PROBLEMA PROPOSTO A:
Trasforma in un elenco JSON di stringhe, una per riga e senza le righe vuote, i record che partono dalla riga contenente "Thank you for the photograph. Please indicate the window sill" e arrivano fino alla fine dei record, entrambe le estremità comprese.

A cura di Gaetano Della Pepa

Anche prima di doverla combattere per un giustificato odio contro l’invasore, l’Indiano, in particolare quello delle pianure, amava ardentemente la guerra. Battersi, affrontare il vicino, attaccarlo per saccheggiarlo, spingere la vendetta sino alle rappresaglie più crudeli, è per lui non soltanto una necessità imposta dalle circostanze della sua vita nomade, ma anche un dovere da adempiere ed un piacere di cui non vede la ragione per privarsene.
Ai suoi occhi la guerra è soltanto una caccia di tipo particolare. Se è logico braccare una selvaggina più o meno inoffensiva per assicurarsi di che mangiare, non è riprovevole attaccare un nemico che si difendi ad armi pari, per impadronirsi di ciò che possiede e di cui ha urgente bisogno.
La reciprocità di comportamento vale da giustificazione. Se non si vince, bisogna rassegnarsi ad essere vinti.
Se non si uccide il nemico sarà lui ad uccidere e poiché è difficile stabilire chi abbia vibrato il primo colpo, non si perde il tempo per chiarire la ragione o il torto e ci si batte ogni volta che se ne presenta l’occasione, vale a dire assai spesso e per tantissime cause.
Tuttavia vi sono Nazioni più bellicose delle altre. Mentre gli Hopi, i Pueblos ed altre tribù aspirano solo a vivere in pace, i Comanche, gli Apache, gli Cheyenne ed i Sioux sono instancabili guerrieri, al punto che non solo aggrediscono senza posa i loro vicini, ma si combattono tra loro per i più futili motivi. I Mandan furono quasi per intero sterminati da altri Sioux, sia pure aiutati dagli Arapaho e dagli Cheyenne. Quando non ci furono più Mandan da distruggere, gli alleati del giorno prima divennero attuali avversari.


Una cerimonia sacra dei Mandan

I pretesti per la guerra erano numerosi: talvolta un gruppo nomade che attraversava un territorio contemporaneamente a un altro. Non che gli Indiani considerassero il territorio come proprio, dato che erano nomadi, ma era sufficiente un intralcio ai loro piani per provocare risentimento. Si levava l’ascia di guerra e lo scontro aveva inizio.
Solo l’arrivo dei Bianchi indusse alcune tribù a solide coalizioni contro il comune nemico. Qui calza a pennello l’esempio delle coalizioni europee contro Napoleone.
Spesso l’obiettivo dell’azione era il saccheggio. Quando un villaggio mancava di cavalli, era sempre possibile trovarne, ma poco tempo dopo la tribù danneggiata tentava di riprendere quanto era suo e se riusciva vittoriosa guadagnava molto di più di quanto aveva perduto, originando nuovi sentimenti di vendetta. Così il conflitto non aveva mai fine.

DATI DELL'ESERCIZIO:
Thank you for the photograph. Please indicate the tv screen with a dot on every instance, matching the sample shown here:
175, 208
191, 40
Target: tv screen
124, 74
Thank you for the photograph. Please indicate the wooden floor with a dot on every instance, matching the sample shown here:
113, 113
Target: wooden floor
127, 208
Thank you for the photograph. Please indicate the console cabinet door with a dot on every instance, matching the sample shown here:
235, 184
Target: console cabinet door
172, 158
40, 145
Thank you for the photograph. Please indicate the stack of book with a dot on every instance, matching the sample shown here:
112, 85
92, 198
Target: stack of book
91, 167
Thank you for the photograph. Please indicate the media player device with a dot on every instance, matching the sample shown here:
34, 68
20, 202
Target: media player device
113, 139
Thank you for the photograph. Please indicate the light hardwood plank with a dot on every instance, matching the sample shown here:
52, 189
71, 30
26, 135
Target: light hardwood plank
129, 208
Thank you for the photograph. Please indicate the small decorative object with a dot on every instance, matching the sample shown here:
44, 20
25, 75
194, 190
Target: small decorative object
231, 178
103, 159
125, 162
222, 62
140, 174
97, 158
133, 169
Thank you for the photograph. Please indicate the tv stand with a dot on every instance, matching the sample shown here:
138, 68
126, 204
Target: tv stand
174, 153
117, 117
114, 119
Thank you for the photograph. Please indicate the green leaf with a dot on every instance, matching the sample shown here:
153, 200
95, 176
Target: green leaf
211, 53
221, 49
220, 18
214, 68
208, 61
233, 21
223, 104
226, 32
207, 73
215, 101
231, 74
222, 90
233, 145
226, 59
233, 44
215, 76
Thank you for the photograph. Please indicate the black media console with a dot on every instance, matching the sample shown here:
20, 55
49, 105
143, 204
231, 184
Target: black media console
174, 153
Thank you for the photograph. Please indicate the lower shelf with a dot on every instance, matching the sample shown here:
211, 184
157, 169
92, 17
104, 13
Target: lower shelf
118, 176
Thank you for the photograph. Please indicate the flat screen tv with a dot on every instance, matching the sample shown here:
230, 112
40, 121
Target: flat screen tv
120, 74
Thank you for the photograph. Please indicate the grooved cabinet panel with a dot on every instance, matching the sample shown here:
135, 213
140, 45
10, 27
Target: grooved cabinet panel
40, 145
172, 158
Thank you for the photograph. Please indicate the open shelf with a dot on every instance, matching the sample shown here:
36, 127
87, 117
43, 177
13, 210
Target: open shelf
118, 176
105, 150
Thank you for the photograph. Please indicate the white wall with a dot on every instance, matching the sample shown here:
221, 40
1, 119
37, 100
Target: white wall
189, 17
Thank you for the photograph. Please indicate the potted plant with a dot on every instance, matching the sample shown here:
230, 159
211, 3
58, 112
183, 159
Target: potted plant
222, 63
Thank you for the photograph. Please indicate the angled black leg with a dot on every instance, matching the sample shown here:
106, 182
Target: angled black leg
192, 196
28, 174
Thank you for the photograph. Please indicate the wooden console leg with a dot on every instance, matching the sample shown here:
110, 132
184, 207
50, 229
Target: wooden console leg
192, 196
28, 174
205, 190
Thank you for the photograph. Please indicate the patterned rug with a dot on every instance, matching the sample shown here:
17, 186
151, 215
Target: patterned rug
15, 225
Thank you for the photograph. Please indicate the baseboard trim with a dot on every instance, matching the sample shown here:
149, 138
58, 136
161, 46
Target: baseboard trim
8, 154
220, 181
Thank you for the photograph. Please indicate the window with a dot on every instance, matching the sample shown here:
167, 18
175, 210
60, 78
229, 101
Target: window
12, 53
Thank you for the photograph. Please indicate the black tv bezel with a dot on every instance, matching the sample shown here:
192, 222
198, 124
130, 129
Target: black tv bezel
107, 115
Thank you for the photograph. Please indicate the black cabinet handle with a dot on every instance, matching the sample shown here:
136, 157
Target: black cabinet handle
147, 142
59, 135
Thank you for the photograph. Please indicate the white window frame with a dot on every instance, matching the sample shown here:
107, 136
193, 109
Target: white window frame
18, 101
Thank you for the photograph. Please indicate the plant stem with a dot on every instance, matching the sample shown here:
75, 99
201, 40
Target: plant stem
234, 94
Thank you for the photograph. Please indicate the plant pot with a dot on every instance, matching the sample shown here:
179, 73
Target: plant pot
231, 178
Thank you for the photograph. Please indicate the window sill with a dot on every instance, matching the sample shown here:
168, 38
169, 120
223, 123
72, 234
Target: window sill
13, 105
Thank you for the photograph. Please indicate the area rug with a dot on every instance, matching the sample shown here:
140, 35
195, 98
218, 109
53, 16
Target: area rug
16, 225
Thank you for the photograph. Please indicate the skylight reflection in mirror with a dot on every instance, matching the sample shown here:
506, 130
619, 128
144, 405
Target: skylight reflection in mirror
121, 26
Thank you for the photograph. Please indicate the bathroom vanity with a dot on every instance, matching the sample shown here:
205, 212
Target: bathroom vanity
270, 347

PROBLEMA PROPOSTO B:
Riporta parola per parola il passo del testo sulla guerra presso gli Indiani che inizia con le parole "Tuttavia vi sono" e si chiude con "divennero attuali avversari.".

RISPOSTA CORRETTA A:
[
  "Thank you for the photograph. Please indicate the window sill with a dot on every instance, matching the sample shown here:",
  "168, 38",
  "169, 120",
  "223, 123",
  "72, 234",
  "Target: window sill",
  "13, 105",
  "Thank you for the photograph. Please indicate the area rug with a dot on every instance, matching the sample shown here:",
  "140, 35",
  "195, 98",
  "218, 109",
  "53, 16",
  "Target: area rug",
  "16, 225",
  "Thank you for the photograph. Please indicate the skylight reflection in mirror with a dot on every instance, matching the sample shown here:",
  "506, 130",
  "619, 128",
  "144, 405",
  "Target: skylight reflection in mirror",
  "121, 26",
  "Thank you for the photograph. Please indicate the bathroom vanity with a dot on every instance, matching the sample shown here:",
  "205, 212",
  "Target: bathroom vanity",
  "270, 347"
]

RISPOSTA CORRETTA B:
Tuttavia vi sono Nazioni più bellicose delle altre. Mentre gli Hopi, i Pueblos ed altre tribù aspirano solo a vivere in pace, i Comanche, gli Apache, gli Cheyenne ed i Sioux sono instancabili guerrieri, al punto che non solo aggrediscono senza posa i loro vicini, ma si combattono tra loro per i più futili motivi. I Mandan furono quasi per intero sterminati da altri Sioux, sia pure aiutati dagli Arapaho e dagli Cheyenne. Quando non ci furono più Mandan da distruggere, gli alleati del giorno prima divennero attuali avversari.